Document text -
++++++++++++++++++++

The newest producer to enter the game, and arguably one of the most sincere that we’ve had in quite some time, Stephen Starks, who goes by the moniker of S-Choir Music, is the creative mind behind the productions available online at www.s-choirmusic.com.   So far, the full-time attorney has established a musical portfolio that offers a dynamic collection of tracks to roll out to, roll up to, help you unwind, club bangers as well as a lil’ something for lovers .  His style can not be linked to any one genre as he offers  joints like the funky and racy  jam “Ridin”, think Britney Spears (pre-K-fed), to joints like “Me and My Girl” which is a light, fun summer day kinda joint.  In my opinion, his musical mastery is demonstrated with tracks such as the emotionally charged “Off Balance” which offers a legato melody accompanied with  a contrasting and ever so slightly off-tempo drum kick.  Lucky for us, he was able to squeeze us in for a brief interview to speak with me about what inspires him to make the clean, refreshing musical compositions available on his site.

B: So would you say that you believe making music to be your purpose?

S-Choir: I would.  I believe that we are put here for many purposes.  One of mine is to be the best man, son, husband, and father (when the days for the latter two come) that I can be.  Professionally, I believe that I am currently attempting to master the art of being the best lawyer I can be.  But, music has always been my passion, and with that comes the challenge of trying to produce quality music every time, without exceptions.  And, I think that is a huge challenge because if it wasn’t every musician would be able to do it with ease and that’s not what I’m hearing.  So, yes, I believe making music–good music–is my purpose.  Now, whether I’ll be able to reach my goal of never letting the people down is a completely different question.

B: What is the inspiration behind great songs like “Off Balance”(one of my personal favorites), “Love Makin”, “Lay On Me” and “Ridin'”?

S-Choir: For me, unlike what I hear about other producers, I don’t walk around with beats in my head.  But, when I sit down in front of the keyboard, I do think that things come to me.  When you hear my music, that’s where I am at the current time.  The music is me for the time being.  There is no grand equation, but what comes out when I sit down at the keyboard with a gin and tonic is what I am and where I am at that time.  I only hope that the listeners appreciate me in that space. 

B: Can you tell us about your process?

S-Choir: I think I just did.  I absolutely love chords.  I do.  With all my heart, I do.  And, the next best thing is strings.  But, perhaps my strength is drums.  Combine those with a dim light, some incense, the right groove, and a cocktail, and the magic happens.  I could do this all day and night every day and night.  I love music!

B: Who out there would you compare your sound/style to?

S-Choir: I wouldn’t.

B: Who are your inspirations?

S-Choir: Although I absolutely love Kanye and Dre, I would say that Pharrell Williams is my main inspiration as far as producers go.  His appreciation for keys and chords is second to none.  I love what he does.  On a personal music acquaintance level, Jeremias Tamarez (producer) and John Redmon (gospel and R&B singer) have been two of the most supportive musicians out there when it comes to what I do.  Those guys are selfless and have given me the support and confidence to make me realize that I have genuine ability.  And, I continue to learn from them.  I thank them.  Musically, that’s where I’m at.

++++++++++++++++++++

To-do list -
**A.** Reproduce the interview text from "B: Can you tell" up to and including "I love music!", switching "cocktail" to "nightcap".
**B.** In the S-Choir Music interview, what drink does S-Choir say he has when he sits down at the keyboard?

Data block -

++++++++++++++++++++

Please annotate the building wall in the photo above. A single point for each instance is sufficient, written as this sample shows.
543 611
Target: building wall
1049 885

++++++++++++++++++++

Exercise answers -
**A.**
B: Can you tell us about your process?

S-Choir: I think I just did.  I absolutely love chords.  I do.  With all my heart, I do.  And, the next best thing is strings.  But, perhaps my strength is drums.  Combine those with a dim light, some incense, the right groove, and a nightcap, and the magic happens.  I could do this all day and night every day and night.  I love music!

**B.** A gin and tonic.